-- REQUIREMENT --
Return the line containing "If you could tag the stone facade" and all lines after it exactly; stop at the end of the material.

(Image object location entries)
----

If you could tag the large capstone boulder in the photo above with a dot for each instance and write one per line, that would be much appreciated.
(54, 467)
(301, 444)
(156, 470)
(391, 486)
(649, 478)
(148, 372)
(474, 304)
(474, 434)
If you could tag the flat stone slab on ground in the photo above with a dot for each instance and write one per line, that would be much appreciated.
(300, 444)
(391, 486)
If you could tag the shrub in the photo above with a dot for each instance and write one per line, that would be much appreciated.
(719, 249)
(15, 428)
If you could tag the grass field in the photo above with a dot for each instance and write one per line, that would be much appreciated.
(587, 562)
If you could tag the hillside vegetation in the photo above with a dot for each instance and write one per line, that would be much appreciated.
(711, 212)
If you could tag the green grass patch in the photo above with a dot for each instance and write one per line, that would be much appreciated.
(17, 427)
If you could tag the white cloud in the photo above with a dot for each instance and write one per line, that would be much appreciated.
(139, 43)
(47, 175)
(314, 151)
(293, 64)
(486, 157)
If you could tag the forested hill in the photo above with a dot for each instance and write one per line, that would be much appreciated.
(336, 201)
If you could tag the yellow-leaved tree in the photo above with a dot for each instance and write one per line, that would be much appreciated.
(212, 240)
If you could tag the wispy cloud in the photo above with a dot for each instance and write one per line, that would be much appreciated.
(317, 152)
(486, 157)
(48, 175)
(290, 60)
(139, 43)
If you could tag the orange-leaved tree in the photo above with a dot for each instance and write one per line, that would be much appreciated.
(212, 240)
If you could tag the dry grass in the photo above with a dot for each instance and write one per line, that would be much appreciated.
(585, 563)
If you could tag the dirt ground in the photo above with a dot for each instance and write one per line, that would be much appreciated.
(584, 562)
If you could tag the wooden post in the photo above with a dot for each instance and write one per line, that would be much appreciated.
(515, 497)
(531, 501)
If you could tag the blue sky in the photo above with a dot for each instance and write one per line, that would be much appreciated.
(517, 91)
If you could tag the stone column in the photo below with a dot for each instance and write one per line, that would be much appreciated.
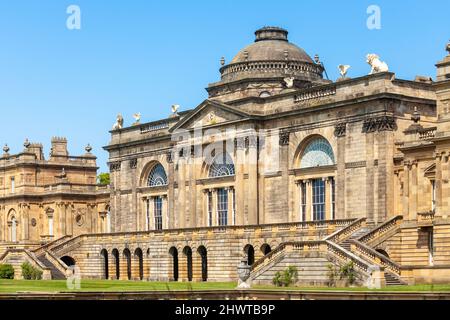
(406, 169)
(340, 133)
(309, 206)
(252, 190)
(239, 184)
(413, 191)
(439, 184)
(230, 206)
(328, 199)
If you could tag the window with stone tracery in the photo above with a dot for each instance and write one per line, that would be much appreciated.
(157, 176)
(222, 166)
(318, 153)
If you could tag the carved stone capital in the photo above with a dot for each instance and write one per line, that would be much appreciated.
(340, 130)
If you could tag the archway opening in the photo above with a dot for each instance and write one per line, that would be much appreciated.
(250, 252)
(104, 254)
(127, 256)
(174, 253)
(138, 255)
(204, 258)
(187, 251)
(383, 252)
(265, 249)
(69, 261)
(115, 254)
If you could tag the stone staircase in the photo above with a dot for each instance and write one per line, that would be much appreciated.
(55, 272)
(312, 258)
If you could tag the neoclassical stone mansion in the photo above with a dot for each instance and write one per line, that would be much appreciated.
(279, 165)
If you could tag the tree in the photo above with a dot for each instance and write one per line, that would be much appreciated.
(104, 179)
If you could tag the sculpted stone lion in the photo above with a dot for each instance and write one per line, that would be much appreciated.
(376, 64)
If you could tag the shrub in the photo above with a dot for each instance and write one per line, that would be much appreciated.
(6, 271)
(31, 273)
(348, 272)
(286, 278)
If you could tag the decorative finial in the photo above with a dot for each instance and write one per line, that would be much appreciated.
(245, 55)
(416, 116)
(119, 122)
(26, 144)
(317, 59)
(137, 118)
(377, 65)
(343, 69)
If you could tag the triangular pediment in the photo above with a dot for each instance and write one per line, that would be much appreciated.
(210, 113)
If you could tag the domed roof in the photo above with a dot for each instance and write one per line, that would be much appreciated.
(271, 44)
(272, 56)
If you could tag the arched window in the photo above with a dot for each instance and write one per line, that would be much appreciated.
(222, 166)
(157, 176)
(318, 153)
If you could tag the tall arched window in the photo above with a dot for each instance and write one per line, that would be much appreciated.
(318, 153)
(222, 166)
(157, 176)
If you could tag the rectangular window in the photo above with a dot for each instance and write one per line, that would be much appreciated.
(147, 218)
(433, 195)
(222, 206)
(333, 199)
(430, 246)
(13, 184)
(303, 201)
(318, 188)
(210, 209)
(234, 207)
(158, 213)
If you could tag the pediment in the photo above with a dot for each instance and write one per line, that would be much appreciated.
(210, 113)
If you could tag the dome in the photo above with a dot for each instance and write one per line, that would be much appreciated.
(272, 56)
(271, 44)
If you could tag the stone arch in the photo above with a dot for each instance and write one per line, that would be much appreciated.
(249, 250)
(221, 165)
(314, 151)
(173, 252)
(127, 257)
(265, 249)
(153, 168)
(105, 263)
(187, 252)
(139, 262)
(116, 255)
(383, 252)
(203, 255)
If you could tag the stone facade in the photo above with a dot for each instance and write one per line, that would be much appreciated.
(285, 167)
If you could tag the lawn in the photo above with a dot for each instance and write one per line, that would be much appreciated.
(13, 286)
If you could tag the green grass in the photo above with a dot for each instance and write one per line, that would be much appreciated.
(13, 286)
(415, 288)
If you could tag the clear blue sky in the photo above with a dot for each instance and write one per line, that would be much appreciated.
(143, 56)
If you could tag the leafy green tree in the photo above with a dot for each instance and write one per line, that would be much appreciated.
(104, 179)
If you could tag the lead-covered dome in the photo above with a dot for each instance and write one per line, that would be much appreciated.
(271, 44)
(272, 56)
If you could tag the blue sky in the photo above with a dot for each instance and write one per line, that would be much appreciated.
(143, 56)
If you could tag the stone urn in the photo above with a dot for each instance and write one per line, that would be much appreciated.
(243, 270)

----

-- TASK RESPONSE --
If you could tag the stone facade in the photo above with a dot for each instance and write one per line, that would be much appreciated.
(285, 167)
If you could tag the lawn in the photo above with a dot for each instance and write one per line, that would be much appreciated.
(13, 286)
If you could tag the green grass in the photo above with a dot for each instance and write one per line, that would be much appreciated.
(13, 286)
(415, 288)
If you could tag the clear blue sky in the photo above with a dot for each instance and write one per line, that would be much appreciated.
(143, 56)
If you could tag the leafy green tree in the photo above with a dot for each instance and write one per line, that would be much appreciated.
(104, 179)
If you could tag the lead-covered dome in the photo above with a dot for each instance and write one per line, that would be much appreciated.
(271, 44)
(272, 56)
If you could tag the blue sky in the photo above with a dot for each instance and write one per line, that would be much appreciated.
(143, 56)
If you could tag the stone urn in the photo above with a dot for each instance and write one per line, that would be much appreciated.
(243, 270)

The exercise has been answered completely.